#### Input records:
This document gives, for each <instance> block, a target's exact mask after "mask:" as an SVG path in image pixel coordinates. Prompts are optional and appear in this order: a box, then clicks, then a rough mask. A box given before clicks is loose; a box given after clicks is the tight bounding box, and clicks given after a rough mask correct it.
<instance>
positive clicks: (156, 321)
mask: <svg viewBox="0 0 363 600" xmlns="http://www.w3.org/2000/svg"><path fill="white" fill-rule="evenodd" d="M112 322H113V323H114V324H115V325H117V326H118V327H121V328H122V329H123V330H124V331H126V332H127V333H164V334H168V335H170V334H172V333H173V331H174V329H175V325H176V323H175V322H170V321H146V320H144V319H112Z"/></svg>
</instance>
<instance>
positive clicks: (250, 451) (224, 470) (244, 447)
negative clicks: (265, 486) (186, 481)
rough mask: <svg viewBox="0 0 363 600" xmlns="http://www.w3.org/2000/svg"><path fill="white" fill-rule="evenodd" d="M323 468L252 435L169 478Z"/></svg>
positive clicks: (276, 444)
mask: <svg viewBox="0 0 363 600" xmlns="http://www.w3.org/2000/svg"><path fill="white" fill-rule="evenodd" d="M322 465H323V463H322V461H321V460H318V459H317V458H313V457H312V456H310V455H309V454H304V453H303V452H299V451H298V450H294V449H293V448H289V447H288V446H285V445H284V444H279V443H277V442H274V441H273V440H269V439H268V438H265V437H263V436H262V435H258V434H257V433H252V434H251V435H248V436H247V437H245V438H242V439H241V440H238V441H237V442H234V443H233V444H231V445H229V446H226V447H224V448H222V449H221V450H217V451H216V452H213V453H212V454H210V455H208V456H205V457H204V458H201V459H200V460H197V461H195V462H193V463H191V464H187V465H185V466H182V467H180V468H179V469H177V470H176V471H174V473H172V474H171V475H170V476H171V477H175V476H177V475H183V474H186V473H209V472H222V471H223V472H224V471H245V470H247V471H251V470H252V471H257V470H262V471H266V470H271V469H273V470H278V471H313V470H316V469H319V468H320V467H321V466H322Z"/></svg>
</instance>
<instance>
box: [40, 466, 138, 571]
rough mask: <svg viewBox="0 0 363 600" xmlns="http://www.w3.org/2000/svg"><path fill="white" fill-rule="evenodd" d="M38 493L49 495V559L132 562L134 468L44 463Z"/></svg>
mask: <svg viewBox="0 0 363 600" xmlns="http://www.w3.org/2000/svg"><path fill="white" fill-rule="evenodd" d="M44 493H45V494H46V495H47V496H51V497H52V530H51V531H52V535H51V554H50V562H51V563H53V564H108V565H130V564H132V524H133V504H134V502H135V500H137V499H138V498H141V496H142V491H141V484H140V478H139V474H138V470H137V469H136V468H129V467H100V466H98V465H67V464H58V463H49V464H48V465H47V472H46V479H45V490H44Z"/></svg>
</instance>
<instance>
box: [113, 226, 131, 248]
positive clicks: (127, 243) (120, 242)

#### Aim of the task:
No line may be altered or left out when the data is written out.

#### Finished task:
This document gives, for each <instance> block, a target's exact mask after "mask:" as an SVG path in image pixel coordinates. Prompts are optional and appear in this order: a box, then clicks, then a rough mask. A box given before clicks is loose; a box given after clicks is the tight bounding box, and clicks given after a rough mask correct it.
<instance>
positive clicks: (156, 321)
mask: <svg viewBox="0 0 363 600" xmlns="http://www.w3.org/2000/svg"><path fill="white" fill-rule="evenodd" d="M112 322H113V323H114V324H115V325H117V326H118V327H121V328H122V329H123V330H124V331H126V332H127V333H164V334H168V335H170V334H172V333H173V331H174V329H175V325H176V323H175V322H170V321H146V320H144V319H112Z"/></svg>
</instance>
<instance>
positive clicks: (250, 451) (224, 470) (244, 447)
negative clicks: (265, 486) (186, 481)
rough mask: <svg viewBox="0 0 363 600" xmlns="http://www.w3.org/2000/svg"><path fill="white" fill-rule="evenodd" d="M323 468L252 435L169 478Z"/></svg>
positive clicks: (276, 444)
mask: <svg viewBox="0 0 363 600" xmlns="http://www.w3.org/2000/svg"><path fill="white" fill-rule="evenodd" d="M322 465H323V463H322V461H321V460H318V459H317V458H313V457H312V456H310V455H309V454H304V453H303V452H299V451H298V450H294V449H293V448H289V447H288V446H285V445H284V444H279V443H277V442H274V441H273V440H269V439H268V438H265V437H263V436H262V435H258V434H257V433H252V434H251V435H248V436H247V437H245V438H242V439H241V440H238V441H237V442H234V443H233V444H231V445H229V446H226V447H224V448H222V449H221V450H217V451H216V452H213V453H212V454H210V455H208V456H205V457H204V458H201V459H200V460H197V461H195V462H193V463H191V464H187V465H185V466H182V467H180V468H179V469H177V470H176V471H174V473H172V474H171V475H170V476H171V477H175V476H177V475H183V474H186V473H209V472H222V471H223V472H224V471H245V470H247V471H251V470H252V471H257V470H262V471H266V470H271V469H273V470H278V471H313V470H316V469H319V468H320V467H321V466H322Z"/></svg>
</instance>
<instance>
box: [40, 466, 138, 571]
rough mask: <svg viewBox="0 0 363 600" xmlns="http://www.w3.org/2000/svg"><path fill="white" fill-rule="evenodd" d="M38 493L49 495V559L132 562L134 468L44 463Z"/></svg>
mask: <svg viewBox="0 0 363 600" xmlns="http://www.w3.org/2000/svg"><path fill="white" fill-rule="evenodd" d="M44 493H45V494H46V495H47V496H51V497H52V530H51V531H52V535H51V554H50V562H51V563H53V564H108V565H130V564H132V524H133V504H134V502H135V500H137V499H138V498H141V496H142V491H141V484H140V478H139V474H138V470H137V469H136V468H129V467H100V466H98V465H67V464H58V463H49V464H48V465H47V472H46V479H45V490H44Z"/></svg>
</instance>
<instance>
box: [113, 226, 131, 248]
positive clicks: (127, 243) (120, 242)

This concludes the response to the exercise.